### Exercise prompt
Copy out the article on the Saharawi sit-in camp in the El Gargarat area word for word, in full.

On why the Saharawis are organising a sit-in camp in El Gargarat area | freedomsupport

Home Actualidad On why the Saharawis are organising a sit-in camp in El Gargarat area | freedomsupport

A photo from the current sit-in

Khalil Asmar*

* Khalil Asmar is a Saharawi writer and blogger. Follow him on twitter at @Sahara_Voice

In recent days, many Saharawi civil society organisations have launched a campaign to organise a sit-in in the Gargarat area to denounce Morocco’s incessant violations of the peace plan in occupied Western Sahara and calling to halt Morocco’s plunder and trade of the Saharawi natural resources that end up sold down to African countries through an illegal loophole done by the Moroccan colonial authorities to ease road traffic down to Mauritania borders and then to the rest of African countries.

A loophole and not a crossing border

The Gargarat is a small geographical area in the occupied Western Sahara located approximately 11 km long across the border with the Islamic Republic of Mauritania and 5 km away from the Atlantic Ocean. It is around 05 km between Morocco military sand wall and the Mauritanian borders.

### Collected data

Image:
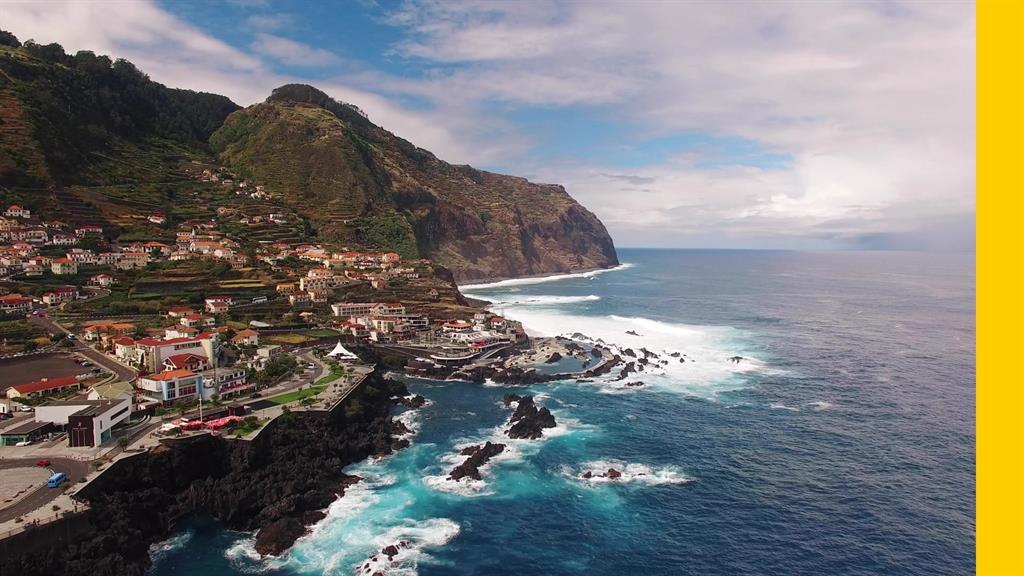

### Task response
On why the Saharawis are organising a sit-in camp in El Gargarat area | freedomsupport

Home Actualidad On why the Saharawis are organising a sit-in camp in El Gargarat area | freedomsupport

A photo from the current sit-in

Khalil Asmar*

* Khalil Asmar is a Saharawi writer and blogger. Follow him on twitter at @Sahara_Voice

In recent days, many Saharawi civil society organisations have launched a campaign to organise a sit-in in the Gargarat area to denounce Morocco’s incessant violations of the peace plan in occupied Western Sahara and calling to halt Morocco’s plunder and trade of the Saharawi natural resources that end up sold down to African countries through an illegal loophole done by the Moroccan colonial authorities to ease road traffic down to Mauritania borders and then to the rest of African countries.

A loophole and not a crossing border

The Gargarat is a small geographical area in the occupied Western Sahara located approximately 11 km long across the border with the Islamic Republic of Mauritania and 5 km away from the Atlantic Ocean. It is around 05 km between Morocco military sand wall and the Mauritanian borders.